Description of the task ▸ Please rewrite all the lines below as a numbered list, leaving out any blank lines.
-- Start Extracted entries --
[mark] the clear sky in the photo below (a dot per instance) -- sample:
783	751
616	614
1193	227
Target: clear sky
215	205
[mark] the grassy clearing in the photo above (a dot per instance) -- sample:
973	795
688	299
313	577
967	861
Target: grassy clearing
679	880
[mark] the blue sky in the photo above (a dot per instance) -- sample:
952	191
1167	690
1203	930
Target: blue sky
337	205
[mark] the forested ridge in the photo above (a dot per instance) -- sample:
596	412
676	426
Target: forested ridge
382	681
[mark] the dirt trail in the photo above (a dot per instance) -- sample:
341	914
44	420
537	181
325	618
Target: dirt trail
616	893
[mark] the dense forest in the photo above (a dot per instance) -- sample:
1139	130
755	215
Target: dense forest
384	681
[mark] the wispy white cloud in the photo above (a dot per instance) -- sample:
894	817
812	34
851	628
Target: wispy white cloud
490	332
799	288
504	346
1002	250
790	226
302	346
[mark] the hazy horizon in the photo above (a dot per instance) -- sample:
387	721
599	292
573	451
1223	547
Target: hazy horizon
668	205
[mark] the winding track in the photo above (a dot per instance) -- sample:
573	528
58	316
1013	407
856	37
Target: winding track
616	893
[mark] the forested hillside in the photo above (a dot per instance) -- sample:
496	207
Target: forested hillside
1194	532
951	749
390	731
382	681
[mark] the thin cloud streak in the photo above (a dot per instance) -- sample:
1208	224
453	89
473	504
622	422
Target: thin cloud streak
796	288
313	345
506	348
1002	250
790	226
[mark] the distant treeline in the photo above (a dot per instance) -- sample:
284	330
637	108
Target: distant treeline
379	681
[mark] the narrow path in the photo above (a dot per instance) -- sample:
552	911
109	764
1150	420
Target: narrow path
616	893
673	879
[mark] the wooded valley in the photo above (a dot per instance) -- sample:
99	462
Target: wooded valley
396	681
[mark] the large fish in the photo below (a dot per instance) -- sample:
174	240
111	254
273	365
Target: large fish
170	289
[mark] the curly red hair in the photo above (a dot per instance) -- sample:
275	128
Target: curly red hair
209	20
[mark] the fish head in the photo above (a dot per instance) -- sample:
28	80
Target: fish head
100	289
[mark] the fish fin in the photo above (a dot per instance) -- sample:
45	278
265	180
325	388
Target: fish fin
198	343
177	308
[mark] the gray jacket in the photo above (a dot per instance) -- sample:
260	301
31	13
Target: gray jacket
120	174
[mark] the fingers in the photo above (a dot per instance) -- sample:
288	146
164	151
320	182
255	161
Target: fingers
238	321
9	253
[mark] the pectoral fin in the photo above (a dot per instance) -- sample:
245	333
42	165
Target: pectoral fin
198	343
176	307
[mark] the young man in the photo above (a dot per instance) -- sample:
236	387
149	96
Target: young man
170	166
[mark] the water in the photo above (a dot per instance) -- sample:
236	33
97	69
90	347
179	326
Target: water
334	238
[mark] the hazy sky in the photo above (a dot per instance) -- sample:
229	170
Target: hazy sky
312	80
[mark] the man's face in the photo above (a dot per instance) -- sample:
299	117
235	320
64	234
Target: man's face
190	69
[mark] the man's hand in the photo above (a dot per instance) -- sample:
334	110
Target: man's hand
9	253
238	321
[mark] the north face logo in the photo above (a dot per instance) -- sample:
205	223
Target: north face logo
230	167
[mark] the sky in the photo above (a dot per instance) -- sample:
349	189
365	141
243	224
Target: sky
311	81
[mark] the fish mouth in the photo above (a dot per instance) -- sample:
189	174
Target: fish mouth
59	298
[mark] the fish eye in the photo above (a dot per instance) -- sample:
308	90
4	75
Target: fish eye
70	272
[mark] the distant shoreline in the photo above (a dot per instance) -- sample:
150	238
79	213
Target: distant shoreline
-- End Extracted entries --
Answer ▸
1. [mark] the clear sky in the photo below (a dot per instance) -- sample:
2. 783	751
3. 616	614
4. 1193	227
5. Target: clear sky
6. 215	205
7. [mark] the grassy clearing in the photo above (a dot per instance) -- sample:
8. 973	795
9. 688	299
10. 313	577
11. 967	861
12. Target: grassy clearing
13. 679	880
14. [mark] the blue sky in the photo above (a dot per instance) -- sample:
15. 952	191
16. 1167	690
17. 1203	930
18. Target: blue sky
19. 337	205
20. [mark] the forested ridge in the photo above (a dot per instance) -- sample:
21. 596	412
22. 676	426
23. Target: forested ridge
24. 382	681
25. [mark] the dirt trail in the photo above (a dot per instance) -- sample:
26. 341	914
27. 44	420
28. 537	181
29. 325	618
30. Target: dirt trail
31. 616	893
32. [mark] the dense forest in the photo above (a dot per instance) -- sample:
33. 1139	130
34. 755	215
35. Target: dense forest
36. 384	681
37. [mark] the wispy white cloud in the photo above (a dot per instance) -- sample:
38. 894	817
39. 812	34
40. 851	628
41. Target: wispy white cloud
42. 490	332
43. 799	288
44. 504	346
45. 1002	250
46. 790	226
47. 302	346
48. [mark] the hazy horizon in the photo above (a dot per instance) -- sample:
49. 387	721
50. 599	292
51. 573	451
52. 1223	547
53. Target: hazy horizon
54. 668	205
55. [mark] the winding track in the photo above (a dot per instance) -- sample:
56. 573	528
57. 58	316
58. 1013	407
59. 856	37
60. Target: winding track
61. 616	893
62. [mark] the forested hillside in the photo above (a dot per instance) -- sample:
63. 496	207
64. Target: forested hillside
65. 1194	532
66. 951	749
67. 390	731
68. 382	681
69. [mark] the thin cloud streak in the photo above (a dot per instance) -- sample:
70. 1208	224
71. 453	89
72. 473	504
73. 622	422
74. Target: thin cloud streak
75. 796	288
76. 313	345
77. 506	348
78. 1002	250
79. 790	226
80. [mark] the distant treeline in the photo above (a dot per instance) -- sample:
81. 284	330
82. 637	108
83. Target: distant treeline
84. 379	681
85. [mark] the narrow path in the photo above (a dot per instance) -- sample:
86. 552	911
87. 109	764
88. 1150	420
89. Target: narrow path
90. 616	893
91. 673	879
92. [mark] the wooded valley in the photo above (a dot per instance) -- sample:
93. 99	462
94. Target: wooded valley
95. 396	681
96. [mark] the large fish in the photo below (a dot per instance) -- sample:
97. 174	240
98. 111	254
99. 273	365
100. Target: large fish
101. 170	289
102. [mark] the curly red hair in the photo above (a dot per instance) -- sample:
103. 275	128
104. Target: curly red hair
105. 209	20
106. [mark] the fish head in the photo above (a dot per instance) -- sample:
107. 28	80
108. Target: fish head
109. 100	289
110. [mark] the fish fin in the photo above (a dot per instance) -- sample:
111. 45	278
112. 265	180
113. 325	388
114. Target: fish fin
115. 198	343
116. 177	308
117. [mark] the gray jacket in the photo above (a dot per instance) -- sample:
118. 260	301
119. 31	13
120. Target: gray jacket
121. 120	174
122. [mark] the fingers in the photo above (a dot per instance) -- sample:
123. 288	146
124. 164	151
125. 320	182
126. 255	161
127. Target: fingers
128. 238	321
129. 9	253
130. [mark] the pectoral fin in the photo above (a dot per instance) -- sample:
131. 245	333
132. 42	165
133. Target: pectoral fin
134. 198	343
135. 176	307
136. [mark] the young man in the photo above (a dot per instance) -- sample:
137. 236	387
138. 149	96
139. Target: young man
140. 170	166
141. [mark] the water in the photo above (a dot per instance) -- sample:
142. 236	33
143. 97	69
144. 90	347
145. 179	326
146. Target: water
147. 334	238
148. [mark] the hazy sky in the photo above (a dot per instance) -- sample:
149. 229	170
150. Target: hazy sky
151. 312	80
152. [mark] the man's face in the photo above (a dot per instance) -- sample:
153. 299	117
154. 235	320
155. 64	234
156. Target: man's face
157. 190	69
158. [mark] the man's hand in the photo above (a dot per instance) -- sample:
159. 334	110
160. Target: man's hand
161. 9	253
162. 238	321
163. [mark] the north face logo in the photo above (a dot per instance) -- sample:
164. 205	223
165. Target: north face logo
166. 230	167
167. [mark] the sky in the photo above (a dot per instance) -- sample:
168. 349	189
169. 365	141
170. 243	224
171. Target: sky
172. 311	81
173. [mark] the fish mouth in the photo above (a dot per instance) -- sample:
174. 189	174
175. Target: fish mouth
176. 59	298
177. [mark] the fish eye in the photo above (a dot per instance) -- sample:
178. 308	90
179. 4	75
180. Target: fish eye
181. 70	272
182. [mark] the distant shoreline in the photo above (a dot per instance) -- sample:
183. 150	238
184. 79	213
185. Target: distant shoreline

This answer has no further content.